● **WRITTEN INSTRUCTION**:
Begin at the line that has "indicate the utility" and stop after the last of the entries, rewriting every line in that span, requests included. Shift each coordinate in the answers up by 112, and keep all other text the same.

* Begin *

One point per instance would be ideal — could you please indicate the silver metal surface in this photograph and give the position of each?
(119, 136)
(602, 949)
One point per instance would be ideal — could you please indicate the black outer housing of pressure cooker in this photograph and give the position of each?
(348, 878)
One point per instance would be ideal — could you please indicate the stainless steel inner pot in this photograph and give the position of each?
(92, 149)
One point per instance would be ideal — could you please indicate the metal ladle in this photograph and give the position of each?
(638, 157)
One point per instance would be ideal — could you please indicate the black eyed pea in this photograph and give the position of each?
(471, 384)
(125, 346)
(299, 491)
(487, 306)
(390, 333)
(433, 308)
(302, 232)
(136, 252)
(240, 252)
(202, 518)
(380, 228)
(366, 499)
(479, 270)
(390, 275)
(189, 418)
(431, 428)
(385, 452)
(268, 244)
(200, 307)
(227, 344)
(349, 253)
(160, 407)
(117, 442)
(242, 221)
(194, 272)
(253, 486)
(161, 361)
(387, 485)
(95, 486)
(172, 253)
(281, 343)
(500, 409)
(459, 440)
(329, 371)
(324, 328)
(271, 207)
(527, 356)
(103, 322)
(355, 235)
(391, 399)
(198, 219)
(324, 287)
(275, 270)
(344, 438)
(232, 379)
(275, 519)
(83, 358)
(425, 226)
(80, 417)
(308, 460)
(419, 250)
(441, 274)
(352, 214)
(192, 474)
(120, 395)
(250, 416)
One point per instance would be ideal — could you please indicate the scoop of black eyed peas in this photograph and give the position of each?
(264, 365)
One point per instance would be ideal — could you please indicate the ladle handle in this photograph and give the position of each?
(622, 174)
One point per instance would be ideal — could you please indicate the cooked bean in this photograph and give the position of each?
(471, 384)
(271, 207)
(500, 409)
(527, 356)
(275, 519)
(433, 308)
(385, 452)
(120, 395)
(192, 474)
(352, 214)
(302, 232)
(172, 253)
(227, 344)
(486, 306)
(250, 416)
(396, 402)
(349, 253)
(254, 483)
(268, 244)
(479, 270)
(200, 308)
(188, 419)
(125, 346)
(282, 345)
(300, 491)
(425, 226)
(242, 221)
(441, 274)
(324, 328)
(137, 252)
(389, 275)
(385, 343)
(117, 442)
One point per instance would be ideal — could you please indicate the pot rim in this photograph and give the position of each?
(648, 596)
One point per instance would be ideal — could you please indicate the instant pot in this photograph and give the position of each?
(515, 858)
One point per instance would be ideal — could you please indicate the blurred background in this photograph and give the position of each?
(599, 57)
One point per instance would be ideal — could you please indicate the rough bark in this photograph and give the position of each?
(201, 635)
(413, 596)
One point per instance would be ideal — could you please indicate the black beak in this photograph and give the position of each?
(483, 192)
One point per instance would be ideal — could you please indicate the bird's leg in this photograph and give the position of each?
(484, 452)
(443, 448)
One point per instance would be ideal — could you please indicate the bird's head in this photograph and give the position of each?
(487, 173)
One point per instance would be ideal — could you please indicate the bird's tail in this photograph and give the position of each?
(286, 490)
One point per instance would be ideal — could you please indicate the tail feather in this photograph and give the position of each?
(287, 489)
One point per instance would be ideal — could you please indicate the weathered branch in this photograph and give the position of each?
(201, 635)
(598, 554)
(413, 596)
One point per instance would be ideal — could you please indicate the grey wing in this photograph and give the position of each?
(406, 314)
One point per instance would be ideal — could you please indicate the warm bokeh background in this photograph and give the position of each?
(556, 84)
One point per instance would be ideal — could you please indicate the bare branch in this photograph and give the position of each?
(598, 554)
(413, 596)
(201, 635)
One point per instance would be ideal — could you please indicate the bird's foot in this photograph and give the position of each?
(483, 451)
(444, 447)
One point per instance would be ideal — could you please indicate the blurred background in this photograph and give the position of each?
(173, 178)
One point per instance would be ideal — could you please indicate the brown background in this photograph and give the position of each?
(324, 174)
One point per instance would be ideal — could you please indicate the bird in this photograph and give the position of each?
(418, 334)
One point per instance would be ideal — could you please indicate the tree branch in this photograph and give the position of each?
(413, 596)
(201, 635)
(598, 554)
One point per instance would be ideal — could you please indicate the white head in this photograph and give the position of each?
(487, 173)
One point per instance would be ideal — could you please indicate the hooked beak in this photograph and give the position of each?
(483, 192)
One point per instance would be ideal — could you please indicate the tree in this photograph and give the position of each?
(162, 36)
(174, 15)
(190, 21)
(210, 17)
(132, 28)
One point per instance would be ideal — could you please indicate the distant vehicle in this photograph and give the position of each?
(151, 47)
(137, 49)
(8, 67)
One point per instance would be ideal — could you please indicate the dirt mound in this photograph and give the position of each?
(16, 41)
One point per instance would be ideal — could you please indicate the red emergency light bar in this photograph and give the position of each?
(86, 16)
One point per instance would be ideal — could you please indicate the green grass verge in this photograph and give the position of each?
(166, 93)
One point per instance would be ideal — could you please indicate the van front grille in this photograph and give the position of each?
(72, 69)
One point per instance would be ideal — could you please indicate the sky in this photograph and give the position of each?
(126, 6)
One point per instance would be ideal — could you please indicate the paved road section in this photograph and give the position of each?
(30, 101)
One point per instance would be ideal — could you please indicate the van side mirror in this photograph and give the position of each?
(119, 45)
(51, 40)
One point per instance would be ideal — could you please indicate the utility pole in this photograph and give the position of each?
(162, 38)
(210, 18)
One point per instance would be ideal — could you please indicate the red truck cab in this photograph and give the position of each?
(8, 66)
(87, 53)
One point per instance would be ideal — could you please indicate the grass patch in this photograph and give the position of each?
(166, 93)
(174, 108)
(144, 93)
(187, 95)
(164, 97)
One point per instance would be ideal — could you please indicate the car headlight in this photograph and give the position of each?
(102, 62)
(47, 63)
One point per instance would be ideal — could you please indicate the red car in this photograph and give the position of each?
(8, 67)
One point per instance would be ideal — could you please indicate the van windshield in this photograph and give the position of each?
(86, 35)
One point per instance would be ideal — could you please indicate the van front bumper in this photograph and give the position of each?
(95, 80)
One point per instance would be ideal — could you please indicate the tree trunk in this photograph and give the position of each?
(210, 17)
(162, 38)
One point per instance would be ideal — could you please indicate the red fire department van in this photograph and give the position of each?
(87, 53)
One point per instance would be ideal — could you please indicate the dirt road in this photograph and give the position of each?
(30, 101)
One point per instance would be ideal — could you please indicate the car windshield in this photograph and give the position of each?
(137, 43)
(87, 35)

* End *

● **WRITTEN RESPONSE**:
One point per instance would be ideal — could you please indicate the utility pole in this photograph and give the position of each?
(274, 150)
(322, 130)
One point per instance would be ideal — could you please indicate the red truck cab in this photograph and give the position of each?
(120, 178)
(199, 165)
One point per instance would be ideal — could you please indicate the grass patch in this photograph and give the position of each?
(278, 205)
(286, 220)
(256, 205)
(299, 207)
(276, 209)
One point per instance would be ideal — could you please indicate the car headlight in this photograph and give the position of each?
(214, 174)
(159, 175)
One point per instance would be ideal — could you please indicate the red car in this photograph and give the position of each?
(120, 179)
One point per instance would be ideal — could you please indicate the van windshield in this photograph and give the position of each?
(198, 147)
One point per instance would be ideal — could you please indicate the van front bumper in this photograph and give the position of each?
(207, 192)
One point per instance would be ideal — could you please indicate the tree trunk in this photograph and give the position of each?
(322, 129)
(274, 150)
One point per instance would be ideal — could you please indicate the red fire department van in this photograph and give the position of each?
(199, 165)
One point per instance would be ideal — could you please indicate the dirt road in this photograph and give the position of each?
(142, 213)
One point per instance would be ideal — could you please indicate the car windshield in this photograph and give the position of each?
(249, 155)
(199, 147)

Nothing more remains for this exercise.